Entries provided ▸
★ ★ ★ ★ ★

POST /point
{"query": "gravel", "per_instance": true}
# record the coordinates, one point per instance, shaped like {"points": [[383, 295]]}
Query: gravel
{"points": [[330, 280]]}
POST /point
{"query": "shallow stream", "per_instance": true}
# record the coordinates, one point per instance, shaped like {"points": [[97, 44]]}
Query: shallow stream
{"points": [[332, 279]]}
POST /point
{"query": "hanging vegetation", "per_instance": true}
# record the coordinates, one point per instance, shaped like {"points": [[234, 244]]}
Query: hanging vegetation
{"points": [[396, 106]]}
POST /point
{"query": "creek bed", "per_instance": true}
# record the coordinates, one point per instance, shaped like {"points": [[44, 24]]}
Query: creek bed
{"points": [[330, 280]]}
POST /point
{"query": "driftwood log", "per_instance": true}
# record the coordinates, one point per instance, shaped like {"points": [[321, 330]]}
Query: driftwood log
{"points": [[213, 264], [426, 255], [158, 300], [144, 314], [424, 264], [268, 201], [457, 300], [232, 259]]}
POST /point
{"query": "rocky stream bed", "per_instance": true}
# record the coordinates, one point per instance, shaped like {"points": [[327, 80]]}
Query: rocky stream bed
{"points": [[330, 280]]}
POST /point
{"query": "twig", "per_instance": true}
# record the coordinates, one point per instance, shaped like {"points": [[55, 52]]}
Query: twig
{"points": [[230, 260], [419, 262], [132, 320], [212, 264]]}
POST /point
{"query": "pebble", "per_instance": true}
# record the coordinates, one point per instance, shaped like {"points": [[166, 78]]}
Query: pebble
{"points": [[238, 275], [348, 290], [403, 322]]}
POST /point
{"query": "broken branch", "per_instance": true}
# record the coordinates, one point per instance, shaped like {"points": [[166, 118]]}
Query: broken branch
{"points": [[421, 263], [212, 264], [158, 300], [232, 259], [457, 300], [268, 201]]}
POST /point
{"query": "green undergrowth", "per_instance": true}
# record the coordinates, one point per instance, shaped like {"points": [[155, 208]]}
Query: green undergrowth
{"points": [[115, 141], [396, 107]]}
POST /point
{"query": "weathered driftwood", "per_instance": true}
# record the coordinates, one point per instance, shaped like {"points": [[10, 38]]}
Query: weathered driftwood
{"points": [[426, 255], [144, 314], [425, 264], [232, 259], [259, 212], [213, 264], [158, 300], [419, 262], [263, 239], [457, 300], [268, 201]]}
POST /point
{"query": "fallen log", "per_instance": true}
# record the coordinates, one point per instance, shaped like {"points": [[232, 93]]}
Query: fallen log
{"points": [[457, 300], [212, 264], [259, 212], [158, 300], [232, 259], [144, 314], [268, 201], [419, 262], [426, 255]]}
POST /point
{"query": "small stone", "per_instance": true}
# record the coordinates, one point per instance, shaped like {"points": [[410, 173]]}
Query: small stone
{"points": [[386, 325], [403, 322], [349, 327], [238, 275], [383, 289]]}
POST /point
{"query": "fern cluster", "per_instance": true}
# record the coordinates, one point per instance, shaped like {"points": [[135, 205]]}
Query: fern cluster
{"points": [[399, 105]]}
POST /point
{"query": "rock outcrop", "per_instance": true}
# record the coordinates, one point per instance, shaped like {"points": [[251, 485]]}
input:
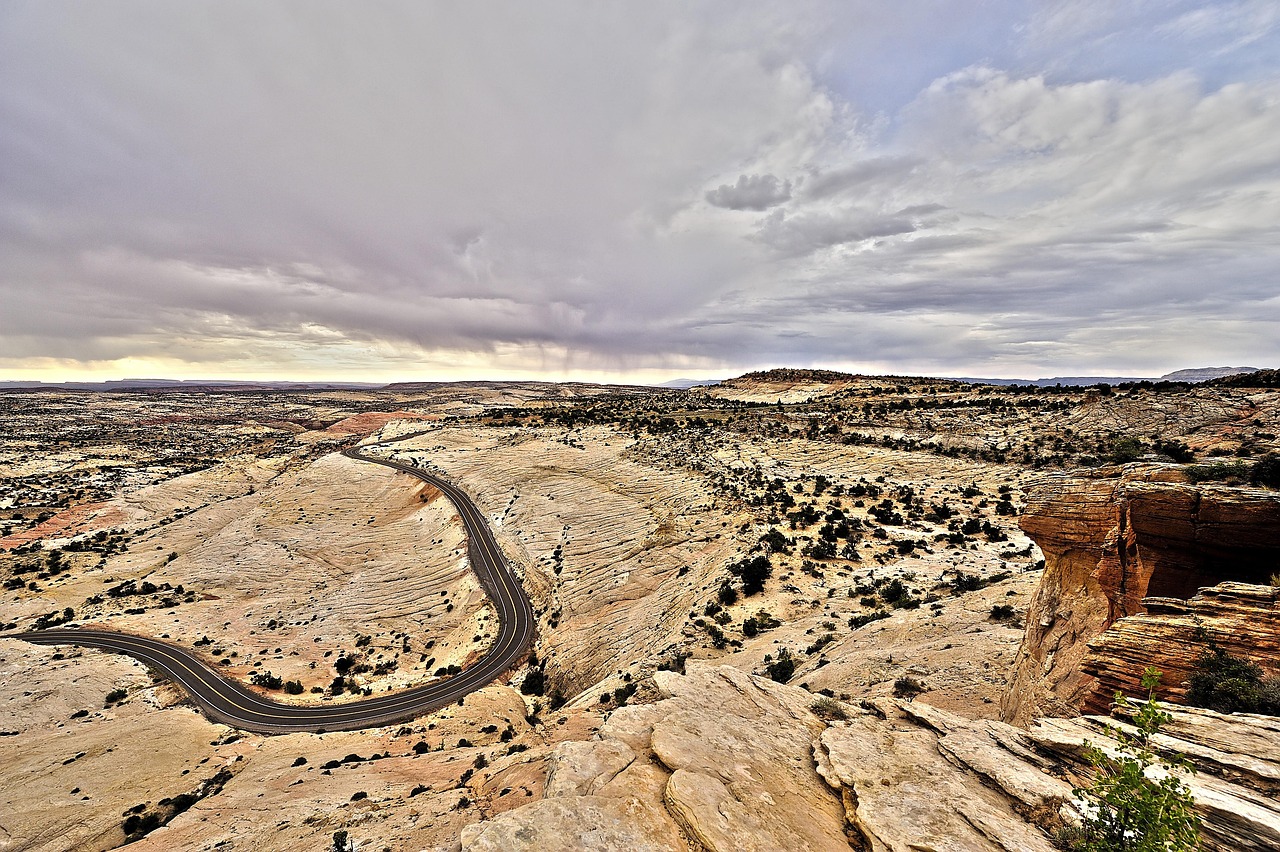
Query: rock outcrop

★ ★ ★ ★ ★

Short exercise ▸
Tally how many lines in the items contain the word "shallow", with case counting. Give only the number.

Correct answer ▸
2